* [EXTRAIT CHOISI]
○ ○ ○ ○ ○ ○ ○

KVS

Une conversation avec Daina Ashbee

Daina Ashbee, désignée par la célèbre revue Dance Magazine comme l’un des talents internationaux à suivre, est depuis quelques années une artiste très appréciée du KVS. Après Pour et Laborious Song, elle présente sa nouvelle création J'ai pleuré avec les chiens en coproduction, entre autres, avec le Festival TransAmériques et le KVS. 

Vous décrivez votre œuvre comme sombre. Pourquoi vous concentrez-vous sur des choses comme la souffrance et la violence ?

« Au début de ma carrière, j’étais anxieuse et dépressive, mais j’ai réussi à transposer ça dans mon travail et j’ai trouvé un endroit pour exprimer ces sentiments. Dans ce sens, créer est devenu pour moi un processus de guérison. Dans mon école de danse d’improvisation, il se cache toujours un aspect cathartique et violent. Je n’en avais pas conscience ou je ne l’avais pas compris avant de m’arrêter de danser. En me mettant à la mise en scène, je me suis mise un peu à l’écart de cet univers et j’ai pu observer à distance ce que j’étais en train de faire. À partir de là, toutes mes pièces ont commencé à traiter de l’objectivation des femmes et des événements traumatisants.

Comment votre œuvre se forme-t-elle, par où commencez-vous?

« Je ne prévois jamais le résultat de mon processus de travail à l’avance. I just let the magic happen. Je laisse opérer la magie. L’aspect de recherche le plus important est de commencer en général par la méditation et l’écriture. C’est un processus inconscient par lequel je plonge dans mon corps et j’essaie de comprendre ce qui remonte de spirituel, de somatique et inconscient de mon bassin. Ensuite, je réunis ces sentiments comme un puzzle par un processus d’écriture et je crée une forme littérale. Par la création de la danse, cette forme redevient abstraite.

De nombreux mouvements sont basés sur l’équilibre du corps, sur la lutte pour surmonter les points faibles et le combat comme une sorte d’exercice physique. Le langage corporel peut ainsi évoluer, par exemple, vers un tambourinement et trépignement. Un tout autre langage corporel provient de la pratique de trouver des lieux instables, plus risqués, plus ‘pente glissante’. En essayant de se relever et de trouver la balance au sein de diverses positions, on peut devenir toujours plus fort. Ainsi, l’évolution qui consiste à gagner en force et à se transformer soi-même change de quelque chose de difficile en quelque chose de beaucoup plus facile. »

○ ○ ○ ○ ○ ○ ○

* [DÉFIS PROPOSÉS]
1/ D'après l'entretien avec Daina Ashbee, par quelles pratiques commence-t-elle en général sa recherche ?
2/ Recopiez le passage de l'entretien avec Daina Ashbee qui commence par « Vous décrivez votre » et se poursuit jusqu'à « des événements traumatisants. » inclus.

○ ○ ○ ○ ○ ○ ○

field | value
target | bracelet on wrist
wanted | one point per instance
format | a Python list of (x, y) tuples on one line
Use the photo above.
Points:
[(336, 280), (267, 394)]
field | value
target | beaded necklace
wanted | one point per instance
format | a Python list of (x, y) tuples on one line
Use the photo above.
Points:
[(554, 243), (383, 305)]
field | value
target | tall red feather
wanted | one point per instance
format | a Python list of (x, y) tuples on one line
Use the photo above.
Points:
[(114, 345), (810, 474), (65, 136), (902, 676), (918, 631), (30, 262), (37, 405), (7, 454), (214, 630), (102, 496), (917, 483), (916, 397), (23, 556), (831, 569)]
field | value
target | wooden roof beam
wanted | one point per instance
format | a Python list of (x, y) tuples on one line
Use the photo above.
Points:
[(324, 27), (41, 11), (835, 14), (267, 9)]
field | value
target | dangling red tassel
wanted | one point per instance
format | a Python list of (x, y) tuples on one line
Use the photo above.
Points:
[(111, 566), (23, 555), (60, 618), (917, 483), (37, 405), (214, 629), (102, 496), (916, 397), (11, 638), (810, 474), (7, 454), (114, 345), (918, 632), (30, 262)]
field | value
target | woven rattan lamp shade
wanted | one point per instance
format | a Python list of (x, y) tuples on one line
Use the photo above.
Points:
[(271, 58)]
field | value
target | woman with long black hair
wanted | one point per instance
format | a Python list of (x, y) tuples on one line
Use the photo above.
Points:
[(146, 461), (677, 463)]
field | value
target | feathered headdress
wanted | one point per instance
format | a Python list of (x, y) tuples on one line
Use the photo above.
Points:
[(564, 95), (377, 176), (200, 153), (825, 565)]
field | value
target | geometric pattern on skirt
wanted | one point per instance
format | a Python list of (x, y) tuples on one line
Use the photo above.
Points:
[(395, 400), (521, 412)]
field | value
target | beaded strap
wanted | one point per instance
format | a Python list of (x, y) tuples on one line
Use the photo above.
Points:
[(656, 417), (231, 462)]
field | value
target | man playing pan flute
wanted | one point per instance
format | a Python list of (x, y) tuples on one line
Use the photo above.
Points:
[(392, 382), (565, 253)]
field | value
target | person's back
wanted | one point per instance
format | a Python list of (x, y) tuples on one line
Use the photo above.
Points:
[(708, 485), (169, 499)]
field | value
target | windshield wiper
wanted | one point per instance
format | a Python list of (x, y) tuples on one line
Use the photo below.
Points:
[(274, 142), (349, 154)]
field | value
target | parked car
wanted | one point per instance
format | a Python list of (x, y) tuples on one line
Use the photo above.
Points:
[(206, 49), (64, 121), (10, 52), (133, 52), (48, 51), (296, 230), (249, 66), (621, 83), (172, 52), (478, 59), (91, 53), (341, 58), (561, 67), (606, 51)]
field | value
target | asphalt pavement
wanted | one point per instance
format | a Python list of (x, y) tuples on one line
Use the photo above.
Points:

○ ○ ○ ○ ○ ○ ○

* [SOLUTIONS PAR TÂCHE]
1/ Elle commence en général par la méditation et l'écriture.

2/
Vous décrivez votre œuvre comme sombre. Pourquoi vous concentrez-vous sur des choses comme la souffrance et la violence ?

« Au début de ma carrière, j’étais anxieuse et dépressive, mais j’ai réussi à transposer ça dans mon travail et j’ai trouvé un endroit pour exprimer ces sentiments. Dans ce sens, créer est devenu pour moi un processus de guérison. Dans mon école de danse d’improvisation, il se cache toujours un aspect cathartique et violent. Je n’en avais pas conscience ou je ne l’avais pas compris avant de m’arrêter de danser. En me mettant à la mise en scène, je me suis mise un peu à l’écart de cet univers et j’ai pu observer à distance ce que j’étais en train de faire. À partir de là, toutes mes pièces ont commencé à traiter de l’objectivation des femmes et des événements traumatisants.